Required work :: Render the items as a Markdown table with the columns Row and Item Line. Begin at the first line of the items, end with the line containing "316], [708, 815]]", and leave out blank lines and pictures.

Material provided ::
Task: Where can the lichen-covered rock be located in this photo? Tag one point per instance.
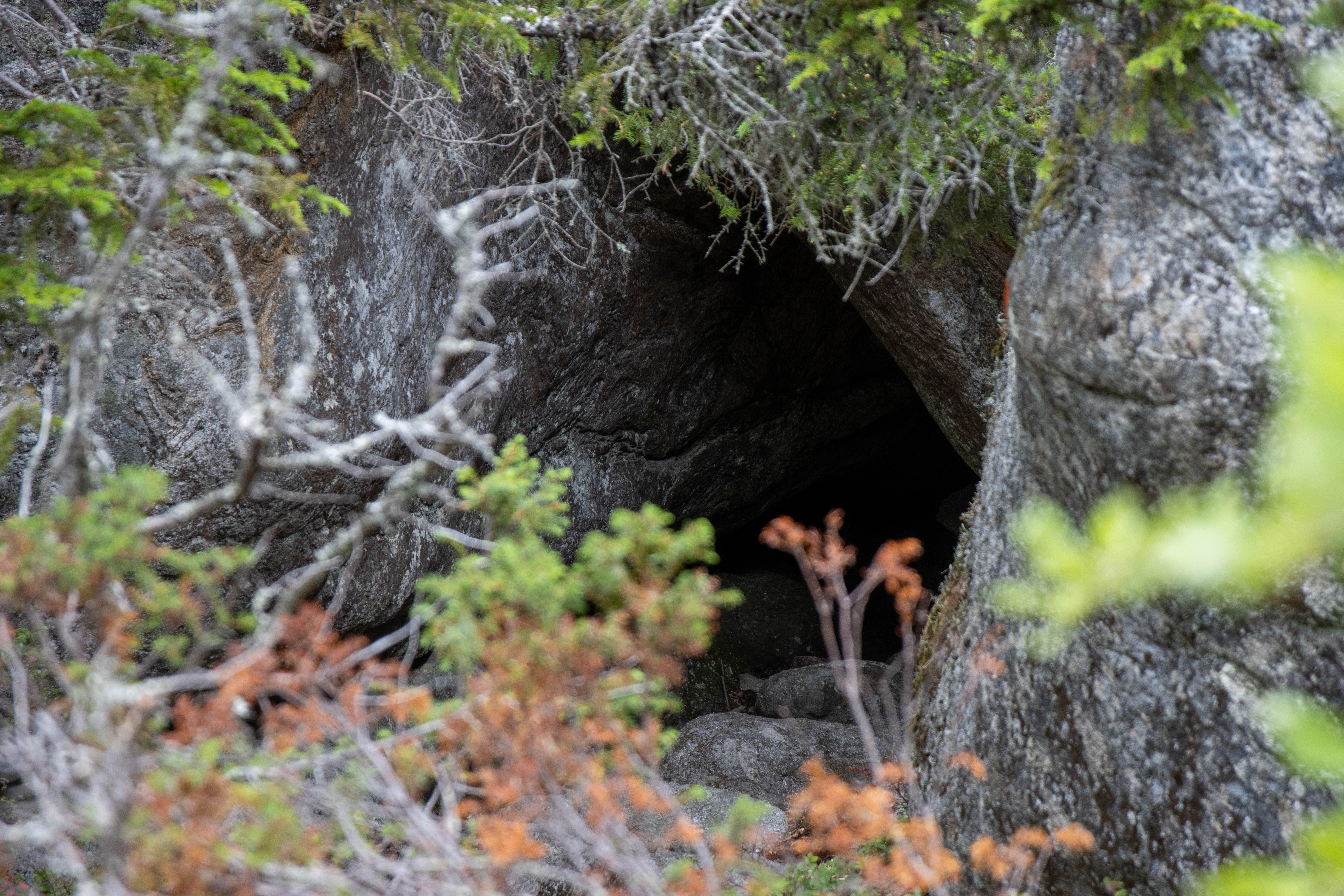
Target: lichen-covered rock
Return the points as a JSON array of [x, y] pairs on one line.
[[644, 366], [761, 757], [811, 692], [1139, 354]]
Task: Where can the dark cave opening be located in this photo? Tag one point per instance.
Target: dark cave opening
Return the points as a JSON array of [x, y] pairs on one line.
[[919, 491], [917, 487]]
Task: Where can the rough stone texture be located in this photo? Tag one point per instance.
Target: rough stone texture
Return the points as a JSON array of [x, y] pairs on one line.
[[775, 623], [811, 694], [652, 373], [761, 757], [1139, 354], [939, 316], [708, 815]]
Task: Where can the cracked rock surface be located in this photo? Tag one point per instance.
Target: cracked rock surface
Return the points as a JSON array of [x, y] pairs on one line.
[[1140, 354], [761, 757]]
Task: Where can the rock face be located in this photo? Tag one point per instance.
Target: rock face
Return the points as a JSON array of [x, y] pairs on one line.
[[939, 316], [1139, 355], [811, 694], [775, 623], [652, 373], [761, 757]]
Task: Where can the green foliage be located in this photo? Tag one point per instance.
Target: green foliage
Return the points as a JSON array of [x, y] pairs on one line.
[[814, 876], [84, 546], [850, 119], [1162, 64], [50, 169], [634, 582], [66, 166]]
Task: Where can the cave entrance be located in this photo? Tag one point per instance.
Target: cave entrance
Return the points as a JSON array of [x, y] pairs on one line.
[[917, 487]]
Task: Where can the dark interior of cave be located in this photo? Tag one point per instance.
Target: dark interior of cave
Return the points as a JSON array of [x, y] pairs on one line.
[[919, 490]]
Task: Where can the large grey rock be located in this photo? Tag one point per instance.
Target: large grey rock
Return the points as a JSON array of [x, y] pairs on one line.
[[652, 373], [811, 694], [775, 623], [1139, 354], [708, 815], [937, 312], [761, 757]]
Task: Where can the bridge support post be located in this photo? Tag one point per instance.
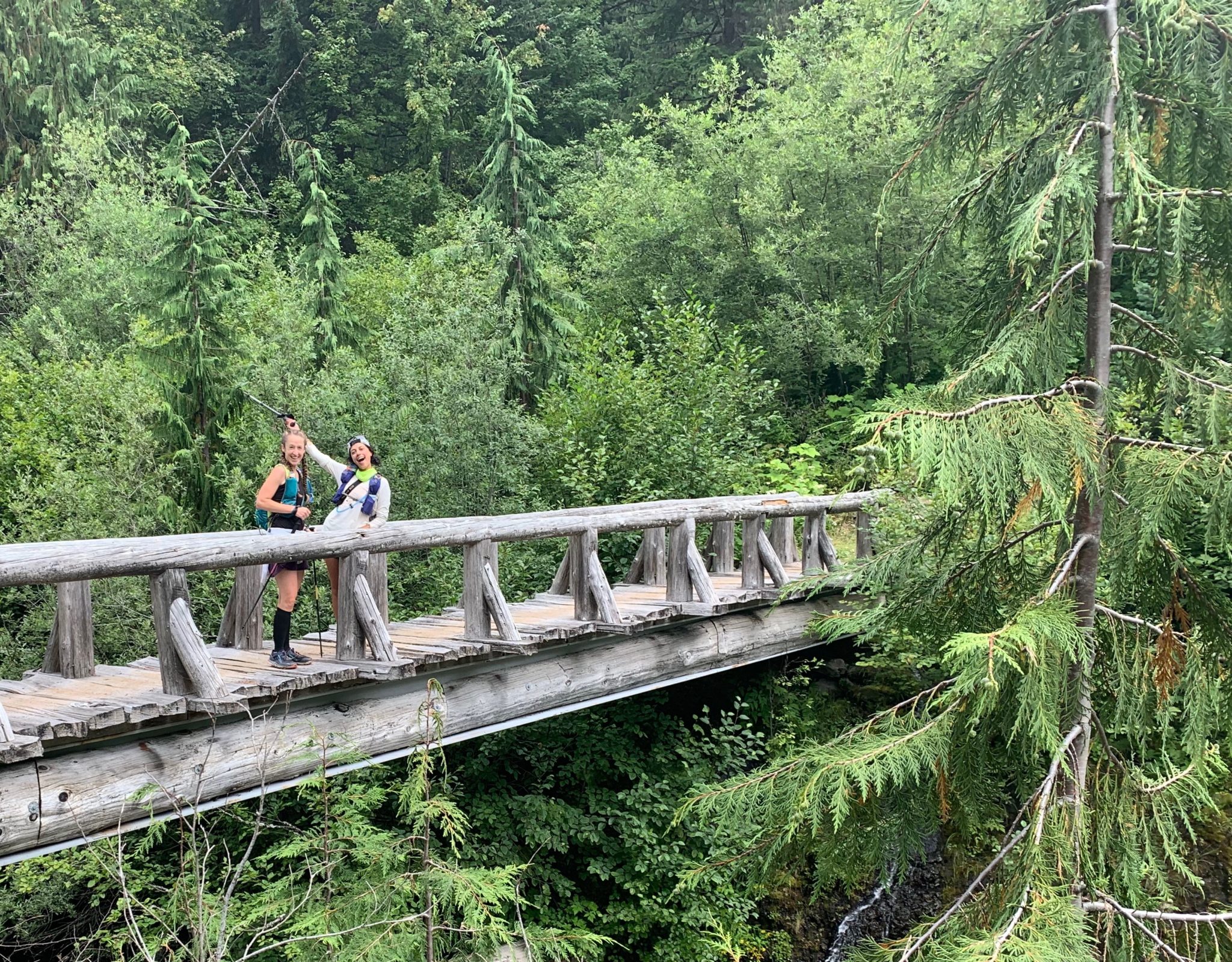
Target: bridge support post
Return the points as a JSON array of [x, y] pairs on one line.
[[783, 538], [722, 537], [70, 644], [244, 616], [752, 531], [581, 547], [350, 632], [165, 589], [863, 535]]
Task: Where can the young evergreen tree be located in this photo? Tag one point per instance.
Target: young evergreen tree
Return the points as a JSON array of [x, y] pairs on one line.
[[1065, 582], [517, 202], [192, 276]]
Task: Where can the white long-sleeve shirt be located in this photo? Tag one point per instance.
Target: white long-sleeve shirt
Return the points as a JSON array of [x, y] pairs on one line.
[[348, 515]]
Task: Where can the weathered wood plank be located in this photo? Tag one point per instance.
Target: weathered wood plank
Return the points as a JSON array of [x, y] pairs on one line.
[[598, 585], [699, 577], [771, 561], [233, 758], [724, 546], [69, 561], [581, 546], [498, 608], [679, 584], [863, 535], [191, 649], [165, 589], [369, 612], [752, 529], [350, 632], [74, 621]]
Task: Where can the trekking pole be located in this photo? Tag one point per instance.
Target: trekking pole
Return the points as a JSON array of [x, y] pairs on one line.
[[316, 599]]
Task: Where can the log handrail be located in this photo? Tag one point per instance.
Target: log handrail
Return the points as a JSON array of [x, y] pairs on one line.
[[52, 562]]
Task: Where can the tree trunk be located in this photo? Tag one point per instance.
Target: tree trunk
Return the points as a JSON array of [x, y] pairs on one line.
[[1089, 505]]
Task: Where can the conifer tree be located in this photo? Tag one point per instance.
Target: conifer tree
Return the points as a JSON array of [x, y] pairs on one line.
[[192, 274], [516, 200], [1074, 505]]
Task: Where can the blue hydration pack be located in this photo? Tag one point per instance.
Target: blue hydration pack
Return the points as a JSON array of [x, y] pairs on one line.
[[369, 507]]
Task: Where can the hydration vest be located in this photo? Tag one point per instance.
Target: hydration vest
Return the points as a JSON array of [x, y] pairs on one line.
[[288, 493], [345, 487]]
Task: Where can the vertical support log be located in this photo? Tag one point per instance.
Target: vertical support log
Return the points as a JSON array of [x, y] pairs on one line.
[[497, 605], [811, 557], [752, 529], [249, 617], [375, 630], [724, 540], [863, 535], [635, 569], [679, 584], [74, 629], [783, 536], [581, 547], [699, 577], [477, 618], [654, 556], [561, 582], [826, 547], [771, 560], [378, 583], [191, 648], [165, 589], [350, 634], [597, 582]]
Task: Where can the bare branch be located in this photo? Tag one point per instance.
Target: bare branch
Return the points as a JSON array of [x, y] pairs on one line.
[[271, 105], [1068, 563], [1163, 946], [1159, 360], [1074, 386], [1070, 273]]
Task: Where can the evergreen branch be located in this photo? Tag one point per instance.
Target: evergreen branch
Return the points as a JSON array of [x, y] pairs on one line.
[[1070, 273], [1162, 334], [1051, 780], [262, 115], [1167, 949], [1159, 360], [976, 885], [1127, 618], [1071, 387], [1068, 563], [1165, 446]]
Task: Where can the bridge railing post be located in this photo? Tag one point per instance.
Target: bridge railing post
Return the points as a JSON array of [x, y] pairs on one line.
[[483, 603], [70, 642], [752, 534]]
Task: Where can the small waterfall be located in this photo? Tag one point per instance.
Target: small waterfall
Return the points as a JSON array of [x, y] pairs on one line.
[[842, 942]]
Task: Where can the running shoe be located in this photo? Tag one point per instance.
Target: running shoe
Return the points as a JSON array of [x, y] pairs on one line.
[[283, 659]]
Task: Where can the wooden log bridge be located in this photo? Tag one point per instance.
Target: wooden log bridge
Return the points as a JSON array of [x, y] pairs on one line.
[[88, 750]]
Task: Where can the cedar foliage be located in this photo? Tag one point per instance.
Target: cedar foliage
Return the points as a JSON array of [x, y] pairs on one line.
[[1065, 478]]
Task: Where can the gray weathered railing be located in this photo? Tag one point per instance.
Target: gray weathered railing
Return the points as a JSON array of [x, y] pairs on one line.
[[363, 605]]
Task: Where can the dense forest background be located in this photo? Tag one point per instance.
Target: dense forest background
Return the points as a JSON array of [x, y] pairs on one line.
[[546, 255]]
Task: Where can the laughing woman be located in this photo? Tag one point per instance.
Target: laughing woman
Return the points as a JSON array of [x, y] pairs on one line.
[[362, 501], [281, 509]]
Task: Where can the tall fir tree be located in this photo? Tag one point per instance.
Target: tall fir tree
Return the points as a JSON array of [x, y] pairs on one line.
[[519, 207], [191, 353], [1072, 516]]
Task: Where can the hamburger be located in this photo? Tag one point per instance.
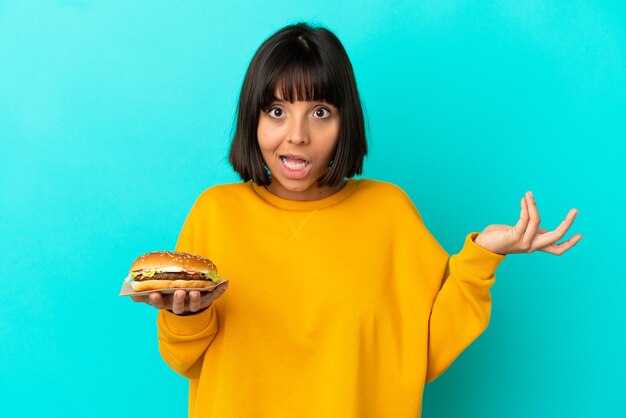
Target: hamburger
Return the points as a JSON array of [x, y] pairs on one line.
[[170, 269]]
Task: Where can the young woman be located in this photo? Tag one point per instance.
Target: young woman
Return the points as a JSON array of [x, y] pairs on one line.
[[341, 302]]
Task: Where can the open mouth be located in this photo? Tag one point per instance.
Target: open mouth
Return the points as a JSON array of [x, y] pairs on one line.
[[295, 164]]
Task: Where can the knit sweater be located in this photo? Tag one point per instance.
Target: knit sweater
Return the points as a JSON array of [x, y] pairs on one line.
[[339, 307]]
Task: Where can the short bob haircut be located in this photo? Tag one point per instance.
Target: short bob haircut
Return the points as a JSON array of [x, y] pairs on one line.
[[302, 63]]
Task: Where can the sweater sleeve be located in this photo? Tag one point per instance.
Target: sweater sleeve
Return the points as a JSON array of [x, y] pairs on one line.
[[462, 308], [184, 339]]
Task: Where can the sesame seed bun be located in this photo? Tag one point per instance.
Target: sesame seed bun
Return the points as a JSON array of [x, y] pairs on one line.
[[169, 269]]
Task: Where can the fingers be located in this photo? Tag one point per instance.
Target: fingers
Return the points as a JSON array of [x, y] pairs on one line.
[[178, 301], [209, 297], [551, 237], [561, 248], [194, 301], [182, 301], [522, 224], [533, 223]]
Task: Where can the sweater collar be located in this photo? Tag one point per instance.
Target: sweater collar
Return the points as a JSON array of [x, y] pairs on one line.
[[282, 203]]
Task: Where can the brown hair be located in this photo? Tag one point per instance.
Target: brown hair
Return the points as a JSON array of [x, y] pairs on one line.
[[308, 64]]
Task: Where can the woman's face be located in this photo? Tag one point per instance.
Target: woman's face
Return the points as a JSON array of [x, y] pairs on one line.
[[297, 141]]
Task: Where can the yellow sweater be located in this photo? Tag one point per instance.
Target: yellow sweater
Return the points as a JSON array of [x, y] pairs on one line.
[[340, 307]]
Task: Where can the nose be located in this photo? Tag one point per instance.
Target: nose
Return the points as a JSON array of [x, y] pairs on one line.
[[298, 132]]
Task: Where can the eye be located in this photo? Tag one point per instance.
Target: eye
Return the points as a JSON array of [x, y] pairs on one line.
[[275, 112], [322, 113]]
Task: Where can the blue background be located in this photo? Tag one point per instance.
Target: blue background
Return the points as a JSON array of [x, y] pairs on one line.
[[116, 115]]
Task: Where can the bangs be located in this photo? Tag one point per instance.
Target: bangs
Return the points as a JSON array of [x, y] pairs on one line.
[[302, 76]]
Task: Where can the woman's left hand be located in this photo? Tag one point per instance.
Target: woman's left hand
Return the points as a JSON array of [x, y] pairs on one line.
[[526, 236]]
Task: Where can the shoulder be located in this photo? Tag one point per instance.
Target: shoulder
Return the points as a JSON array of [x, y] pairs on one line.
[[384, 190], [222, 195], [224, 190], [386, 196]]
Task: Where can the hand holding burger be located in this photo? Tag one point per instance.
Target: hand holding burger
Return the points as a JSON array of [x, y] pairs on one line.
[[182, 301], [166, 270]]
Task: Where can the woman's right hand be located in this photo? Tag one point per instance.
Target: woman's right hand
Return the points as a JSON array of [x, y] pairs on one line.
[[181, 301]]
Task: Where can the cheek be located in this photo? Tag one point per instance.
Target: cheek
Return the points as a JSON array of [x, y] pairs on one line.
[[268, 137]]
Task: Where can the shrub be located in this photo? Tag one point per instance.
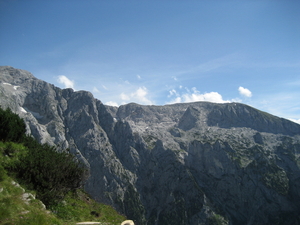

Written reply ::
| Row | Item Line |
|---|---|
| 1 | Task: Where can the lichen-covered rock be located in this photo? Tag one point per instance. |
| 2 | Target: lichen-covered rock |
| 3 | Return the points as a JSON array of [x, y] pairs on one line. |
| 4 | [[644, 366], [761, 757], [811, 692], [1139, 354]] |
| 5 | Task: Where can the dark cave opening be located in this photo? Tag one point per instance. |
| 6 | Target: dark cave opening |
| 7 | Return the points as a JSON array of [x, y] pairs on one line. |
| 8 | [[919, 491], [917, 487]] |
| 9 | Task: Where can the rough stone texture be located in this photo? Tag one point per instance. |
| 10 | Target: rough stone texture |
| 11 | Return the points as a JSON array of [x, y] pairs on one line. |
| 12 | [[775, 623], [811, 694], [652, 373], [761, 757], [1139, 354], [939, 316], [708, 815]] |